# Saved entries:
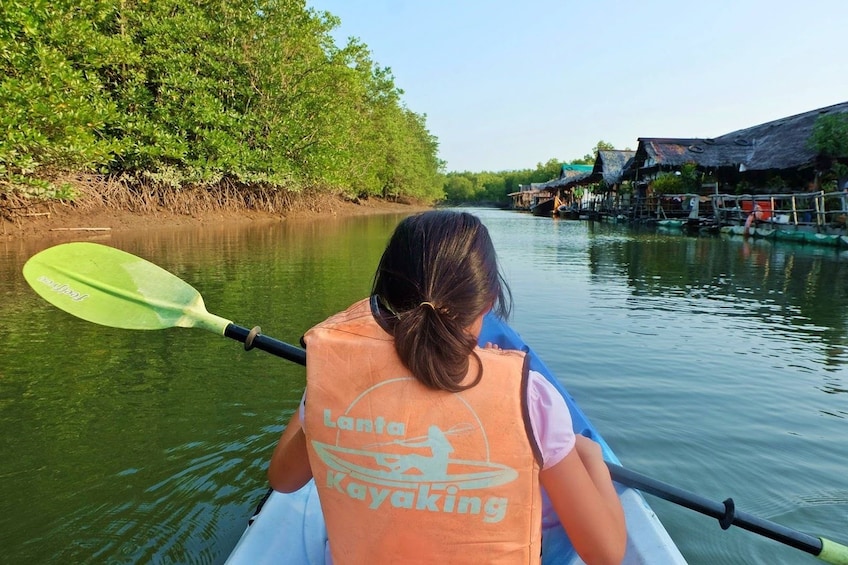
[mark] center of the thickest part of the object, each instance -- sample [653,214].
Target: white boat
[289,528]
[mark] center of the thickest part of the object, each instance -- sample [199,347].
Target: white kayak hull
[289,528]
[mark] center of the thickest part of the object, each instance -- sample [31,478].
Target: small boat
[544,208]
[671,223]
[289,528]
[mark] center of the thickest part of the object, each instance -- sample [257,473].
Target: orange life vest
[408,474]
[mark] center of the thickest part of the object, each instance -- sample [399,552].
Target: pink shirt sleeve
[550,420]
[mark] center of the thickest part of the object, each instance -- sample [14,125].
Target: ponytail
[437,275]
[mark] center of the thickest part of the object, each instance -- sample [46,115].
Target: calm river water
[714,364]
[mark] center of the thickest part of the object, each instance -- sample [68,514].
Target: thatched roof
[610,164]
[676,152]
[779,144]
[568,176]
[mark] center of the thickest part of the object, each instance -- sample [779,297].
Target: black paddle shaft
[253,338]
[724,512]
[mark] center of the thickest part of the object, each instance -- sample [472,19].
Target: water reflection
[723,355]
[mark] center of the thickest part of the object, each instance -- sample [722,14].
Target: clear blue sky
[507,84]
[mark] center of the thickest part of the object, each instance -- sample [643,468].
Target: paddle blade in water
[114,288]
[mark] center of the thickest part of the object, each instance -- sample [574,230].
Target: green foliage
[830,135]
[686,180]
[829,138]
[178,91]
[667,183]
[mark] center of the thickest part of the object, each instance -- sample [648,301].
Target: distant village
[768,180]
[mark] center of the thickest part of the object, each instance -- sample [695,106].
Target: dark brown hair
[438,273]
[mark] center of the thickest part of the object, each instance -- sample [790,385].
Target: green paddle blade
[114,288]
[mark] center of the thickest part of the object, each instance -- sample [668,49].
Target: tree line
[183,93]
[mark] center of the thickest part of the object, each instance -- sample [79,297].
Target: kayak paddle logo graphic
[420,469]
[62,288]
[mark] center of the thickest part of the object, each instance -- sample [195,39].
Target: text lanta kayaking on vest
[402,473]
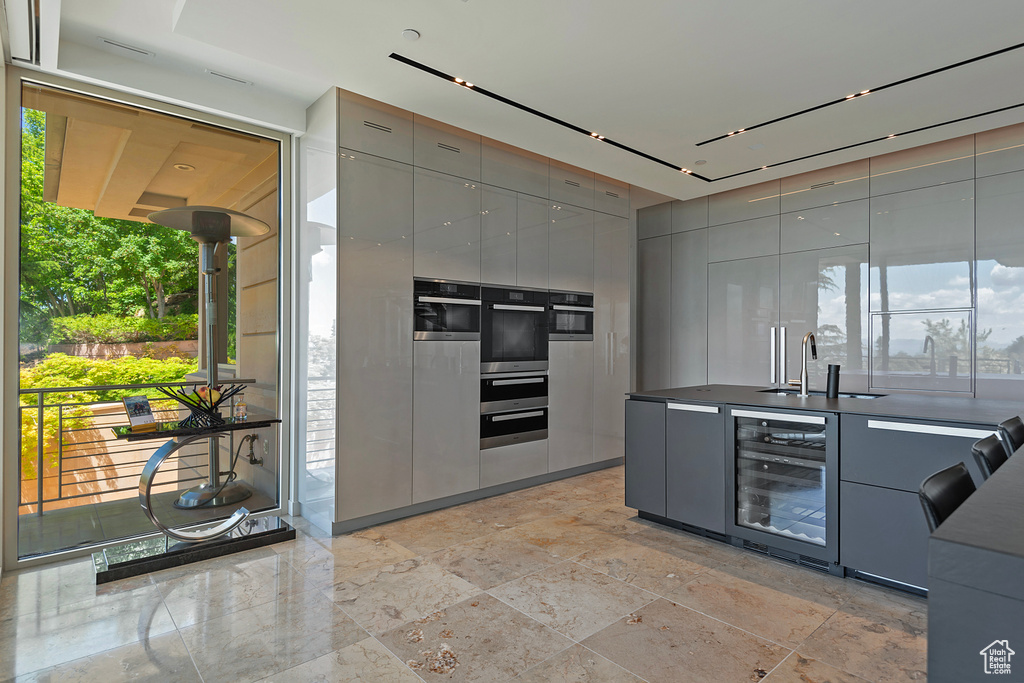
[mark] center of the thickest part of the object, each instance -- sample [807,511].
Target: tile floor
[555,583]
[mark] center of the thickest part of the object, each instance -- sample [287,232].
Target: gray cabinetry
[645,423]
[448,226]
[531,242]
[376,128]
[570,244]
[694,466]
[611,329]
[498,236]
[375,337]
[446,148]
[883,462]
[445,391]
[570,413]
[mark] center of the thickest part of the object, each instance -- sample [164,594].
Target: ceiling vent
[230,79]
[124,49]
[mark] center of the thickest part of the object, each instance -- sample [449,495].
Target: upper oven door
[571,316]
[445,311]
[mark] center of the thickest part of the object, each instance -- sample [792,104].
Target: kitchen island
[828,483]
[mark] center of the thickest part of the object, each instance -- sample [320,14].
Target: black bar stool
[1013,434]
[989,453]
[943,492]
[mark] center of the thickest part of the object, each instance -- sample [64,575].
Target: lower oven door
[513,427]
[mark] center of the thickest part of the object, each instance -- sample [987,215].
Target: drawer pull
[693,408]
[806,419]
[929,429]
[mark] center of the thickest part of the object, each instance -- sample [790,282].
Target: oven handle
[505,306]
[468,302]
[535,380]
[517,416]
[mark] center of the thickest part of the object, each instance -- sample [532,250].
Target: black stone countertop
[949,409]
[981,544]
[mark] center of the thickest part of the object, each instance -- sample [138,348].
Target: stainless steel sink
[796,392]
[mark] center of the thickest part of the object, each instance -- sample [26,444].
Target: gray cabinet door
[611,332]
[531,242]
[653,321]
[571,249]
[570,411]
[448,227]
[742,315]
[645,456]
[824,292]
[694,465]
[375,336]
[883,532]
[498,236]
[445,419]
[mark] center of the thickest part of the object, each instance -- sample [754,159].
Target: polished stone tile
[384,598]
[878,634]
[669,642]
[780,611]
[642,566]
[798,669]
[493,559]
[34,641]
[153,659]
[488,640]
[578,665]
[573,600]
[563,536]
[29,591]
[365,660]
[269,638]
[215,588]
[340,557]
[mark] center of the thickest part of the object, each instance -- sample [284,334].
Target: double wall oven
[513,366]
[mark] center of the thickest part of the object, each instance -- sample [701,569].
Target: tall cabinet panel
[445,387]
[570,245]
[531,242]
[374,336]
[498,236]
[689,308]
[448,227]
[653,301]
[611,329]
[742,309]
[570,416]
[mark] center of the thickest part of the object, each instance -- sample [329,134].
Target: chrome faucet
[803,361]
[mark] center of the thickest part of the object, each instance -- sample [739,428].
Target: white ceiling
[655,75]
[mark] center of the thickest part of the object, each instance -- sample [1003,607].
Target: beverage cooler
[783,481]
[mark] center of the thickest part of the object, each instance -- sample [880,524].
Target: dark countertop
[981,544]
[951,409]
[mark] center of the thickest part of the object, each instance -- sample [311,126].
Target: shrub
[108,329]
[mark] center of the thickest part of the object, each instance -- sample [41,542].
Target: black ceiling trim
[862,93]
[548,117]
[625,147]
[877,139]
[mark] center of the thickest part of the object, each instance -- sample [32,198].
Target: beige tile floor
[555,583]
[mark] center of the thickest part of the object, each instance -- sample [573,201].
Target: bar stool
[1013,434]
[943,492]
[989,453]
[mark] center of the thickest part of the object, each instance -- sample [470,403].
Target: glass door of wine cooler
[783,480]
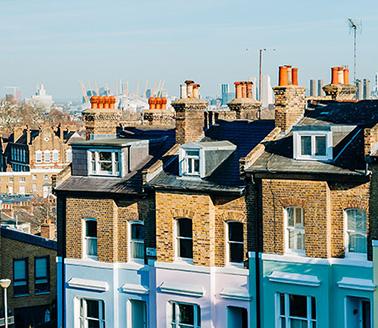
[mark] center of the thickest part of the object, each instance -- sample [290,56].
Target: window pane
[137,231]
[19,269]
[236,252]
[41,267]
[357,243]
[105,156]
[290,216]
[91,228]
[93,309]
[92,246]
[196,165]
[186,248]
[185,228]
[235,231]
[298,306]
[192,153]
[313,308]
[320,145]
[306,145]
[282,304]
[186,314]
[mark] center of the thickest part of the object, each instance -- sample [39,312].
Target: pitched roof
[28,238]
[346,120]
[244,134]
[159,142]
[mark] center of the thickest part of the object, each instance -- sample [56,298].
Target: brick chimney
[102,119]
[189,114]
[48,229]
[289,98]
[244,105]
[17,133]
[340,88]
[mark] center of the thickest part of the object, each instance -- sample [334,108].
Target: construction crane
[354,27]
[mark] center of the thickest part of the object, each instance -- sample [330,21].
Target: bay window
[92,313]
[185,315]
[294,311]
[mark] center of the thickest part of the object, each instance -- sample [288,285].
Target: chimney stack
[190,115]
[102,119]
[340,88]
[244,105]
[290,99]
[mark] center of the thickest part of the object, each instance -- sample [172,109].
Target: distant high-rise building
[360,90]
[225,89]
[367,89]
[267,92]
[313,92]
[320,88]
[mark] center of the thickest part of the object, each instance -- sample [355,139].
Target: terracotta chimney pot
[335,77]
[238,90]
[282,76]
[340,75]
[294,76]
[346,75]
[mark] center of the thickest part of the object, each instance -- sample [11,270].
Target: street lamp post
[4,283]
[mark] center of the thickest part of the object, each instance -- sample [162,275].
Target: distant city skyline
[213,41]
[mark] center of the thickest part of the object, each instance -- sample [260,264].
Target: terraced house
[227,220]
[317,218]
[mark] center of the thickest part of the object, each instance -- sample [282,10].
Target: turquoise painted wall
[330,297]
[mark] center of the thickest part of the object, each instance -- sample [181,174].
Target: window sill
[21,295]
[41,293]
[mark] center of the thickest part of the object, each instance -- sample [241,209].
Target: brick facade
[323,204]
[209,216]
[112,225]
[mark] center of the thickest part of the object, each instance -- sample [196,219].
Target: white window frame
[130,313]
[85,238]
[83,320]
[228,244]
[176,323]
[177,242]
[297,137]
[289,250]
[47,159]
[116,165]
[55,158]
[38,156]
[69,155]
[131,242]
[184,158]
[287,311]
[348,254]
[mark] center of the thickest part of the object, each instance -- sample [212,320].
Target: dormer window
[192,162]
[104,162]
[311,144]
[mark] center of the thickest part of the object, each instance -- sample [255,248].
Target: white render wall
[213,289]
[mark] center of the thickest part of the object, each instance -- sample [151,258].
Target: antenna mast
[354,27]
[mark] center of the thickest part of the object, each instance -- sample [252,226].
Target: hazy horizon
[212,42]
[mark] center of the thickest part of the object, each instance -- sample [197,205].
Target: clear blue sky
[62,42]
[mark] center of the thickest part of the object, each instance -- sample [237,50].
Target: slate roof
[346,120]
[159,142]
[28,238]
[244,134]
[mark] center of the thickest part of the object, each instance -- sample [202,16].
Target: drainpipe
[375,281]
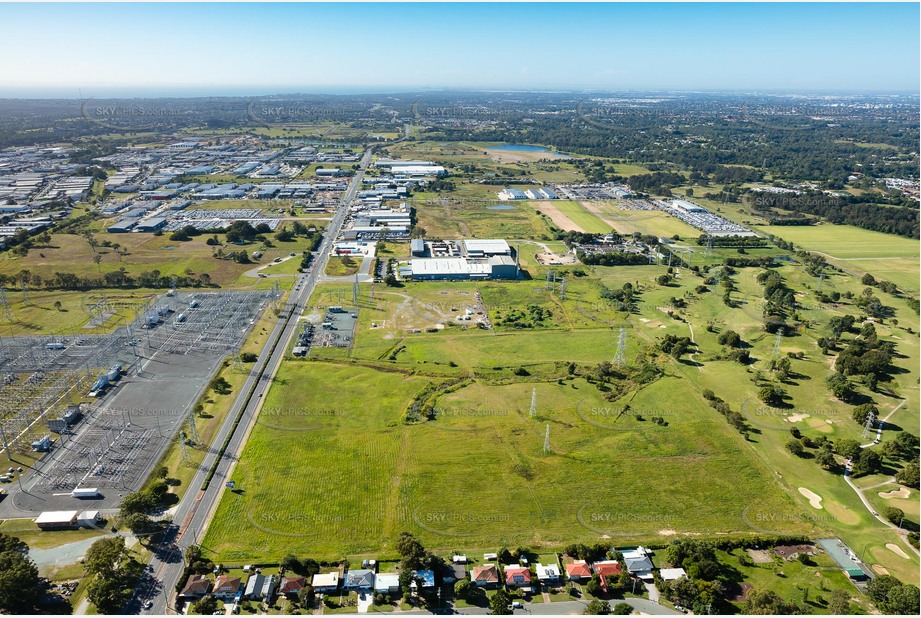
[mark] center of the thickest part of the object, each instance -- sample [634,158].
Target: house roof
[386,581]
[607,567]
[225,583]
[292,584]
[326,580]
[487,573]
[549,571]
[579,568]
[196,584]
[361,578]
[517,575]
[427,576]
[670,574]
[639,565]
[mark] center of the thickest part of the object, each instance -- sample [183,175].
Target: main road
[196,506]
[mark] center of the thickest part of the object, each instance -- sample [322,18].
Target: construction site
[90,415]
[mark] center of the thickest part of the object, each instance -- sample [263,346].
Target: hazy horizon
[144,50]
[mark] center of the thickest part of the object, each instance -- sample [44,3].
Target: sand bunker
[901,492]
[898,551]
[815,500]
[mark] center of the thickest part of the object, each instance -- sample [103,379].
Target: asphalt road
[546,609]
[195,509]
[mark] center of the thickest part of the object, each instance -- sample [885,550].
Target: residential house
[452,573]
[226,588]
[548,575]
[387,583]
[290,587]
[578,571]
[639,563]
[359,579]
[607,569]
[195,587]
[672,574]
[485,576]
[326,582]
[518,577]
[260,587]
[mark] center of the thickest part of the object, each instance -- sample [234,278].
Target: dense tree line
[867,212]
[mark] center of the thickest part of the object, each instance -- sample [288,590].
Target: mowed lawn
[353,476]
[846,241]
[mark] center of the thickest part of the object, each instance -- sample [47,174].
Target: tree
[104,556]
[597,608]
[411,550]
[893,514]
[795,447]
[849,449]
[462,589]
[730,338]
[902,600]
[20,585]
[138,523]
[501,603]
[771,395]
[863,411]
[909,475]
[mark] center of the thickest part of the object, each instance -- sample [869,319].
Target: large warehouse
[446,269]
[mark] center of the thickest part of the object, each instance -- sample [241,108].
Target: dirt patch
[815,500]
[553,259]
[744,587]
[902,492]
[760,556]
[559,219]
[898,551]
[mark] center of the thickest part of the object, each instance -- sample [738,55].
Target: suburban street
[196,507]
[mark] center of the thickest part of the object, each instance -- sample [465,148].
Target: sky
[96,50]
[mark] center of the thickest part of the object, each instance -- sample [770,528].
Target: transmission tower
[868,426]
[777,343]
[193,430]
[184,456]
[7,312]
[620,356]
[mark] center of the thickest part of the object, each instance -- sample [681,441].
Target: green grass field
[846,242]
[482,457]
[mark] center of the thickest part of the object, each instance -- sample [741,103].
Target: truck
[84,492]
[99,386]
[114,373]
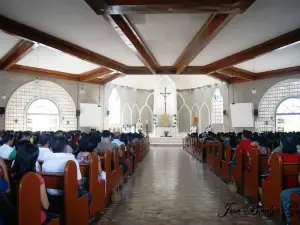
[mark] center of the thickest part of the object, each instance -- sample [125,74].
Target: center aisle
[171,187]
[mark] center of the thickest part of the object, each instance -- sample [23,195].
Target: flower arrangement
[166,133]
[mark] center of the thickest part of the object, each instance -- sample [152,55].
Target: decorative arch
[282,90]
[114,105]
[217,107]
[25,95]
[204,117]
[135,114]
[144,116]
[197,113]
[184,119]
[128,108]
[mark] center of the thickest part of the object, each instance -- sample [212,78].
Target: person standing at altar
[127,129]
[139,126]
[193,130]
[132,129]
[124,130]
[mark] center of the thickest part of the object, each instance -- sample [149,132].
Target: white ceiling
[278,59]
[167,35]
[51,59]
[264,20]
[7,42]
[73,21]
[149,82]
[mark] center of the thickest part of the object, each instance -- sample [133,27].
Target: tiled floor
[171,187]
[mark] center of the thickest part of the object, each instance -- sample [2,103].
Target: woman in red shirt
[25,162]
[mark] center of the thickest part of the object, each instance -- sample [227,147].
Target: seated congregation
[264,168]
[64,178]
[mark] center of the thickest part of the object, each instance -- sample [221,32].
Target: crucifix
[165,95]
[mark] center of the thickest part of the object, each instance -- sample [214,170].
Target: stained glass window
[217,108]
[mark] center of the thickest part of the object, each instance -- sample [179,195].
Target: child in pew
[285,199]
[86,146]
[288,152]
[25,162]
[57,163]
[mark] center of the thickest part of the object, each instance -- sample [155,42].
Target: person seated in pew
[24,138]
[209,137]
[285,199]
[44,149]
[4,178]
[86,146]
[6,149]
[25,162]
[57,163]
[289,154]
[106,144]
[262,145]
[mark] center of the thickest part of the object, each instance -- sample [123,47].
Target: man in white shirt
[45,152]
[6,149]
[57,163]
[139,126]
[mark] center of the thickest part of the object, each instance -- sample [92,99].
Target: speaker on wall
[2,110]
[77,113]
[256,112]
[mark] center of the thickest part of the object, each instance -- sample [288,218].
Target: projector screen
[242,115]
[90,115]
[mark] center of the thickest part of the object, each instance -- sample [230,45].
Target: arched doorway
[42,115]
[20,101]
[288,115]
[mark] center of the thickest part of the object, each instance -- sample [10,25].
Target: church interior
[157,111]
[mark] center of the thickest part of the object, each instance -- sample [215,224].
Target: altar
[160,131]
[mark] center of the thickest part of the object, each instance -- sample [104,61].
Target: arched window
[288,115]
[28,99]
[217,108]
[42,115]
[270,104]
[114,107]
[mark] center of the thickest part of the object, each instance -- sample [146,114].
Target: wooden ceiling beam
[113,7]
[236,72]
[94,74]
[12,27]
[220,77]
[111,78]
[127,32]
[251,53]
[290,71]
[214,24]
[20,50]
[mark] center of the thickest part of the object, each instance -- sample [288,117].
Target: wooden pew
[204,152]
[218,156]
[271,189]
[259,165]
[76,210]
[226,159]
[117,167]
[8,163]
[237,170]
[29,201]
[132,158]
[123,158]
[95,187]
[111,174]
[295,209]
[210,155]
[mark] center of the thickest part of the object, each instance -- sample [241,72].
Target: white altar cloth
[159,131]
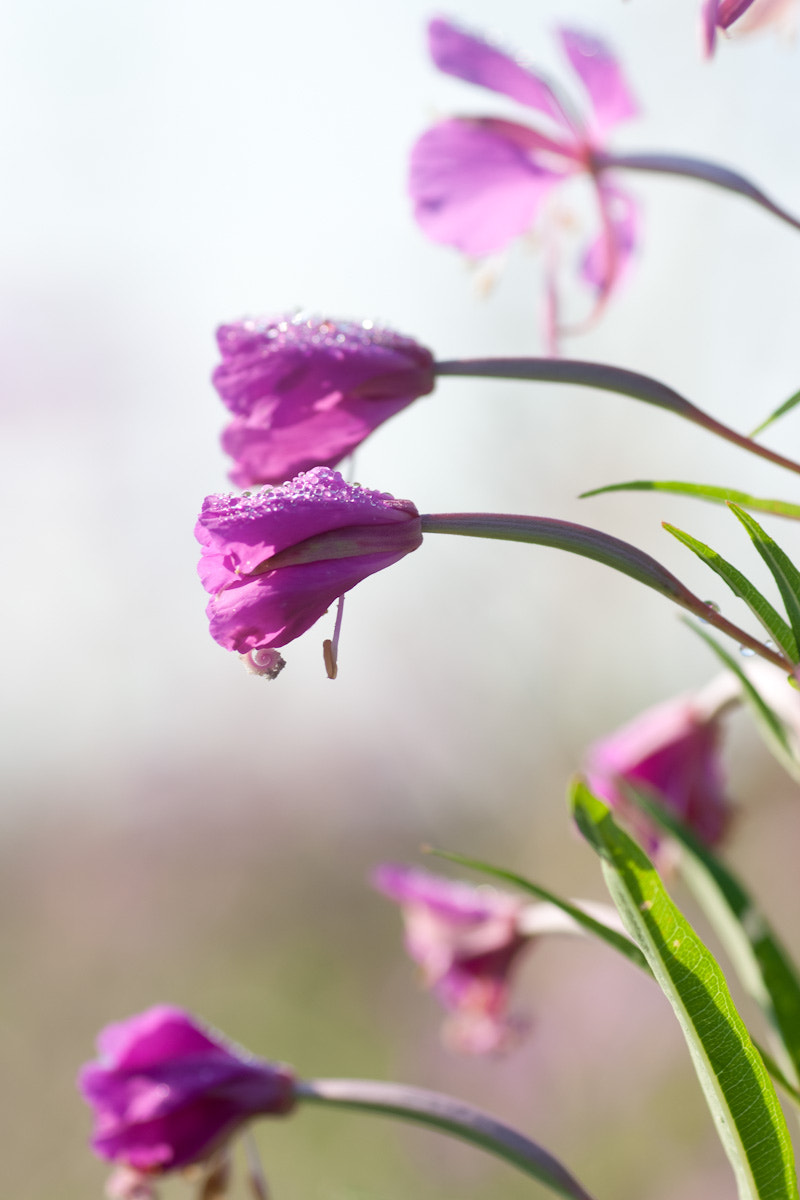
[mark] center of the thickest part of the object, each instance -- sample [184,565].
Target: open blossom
[275,561]
[480,181]
[747,16]
[672,751]
[168,1092]
[467,941]
[305,391]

# WHAT TO PRODUCE:
Retype the entries above exactly, but only from the line containing "Target: gray cabinet door" through the line containing "-- sample [754,159].", both included.

# TASK OUTPUT:
Target: gray cabinet door
[611,332]
[531,242]
[653,321]
[571,249]
[570,411]
[448,227]
[742,315]
[645,456]
[824,292]
[694,465]
[375,336]
[883,532]
[498,236]
[445,419]
[mark] center of the thickest part of the object, each instance -- sample [754,159].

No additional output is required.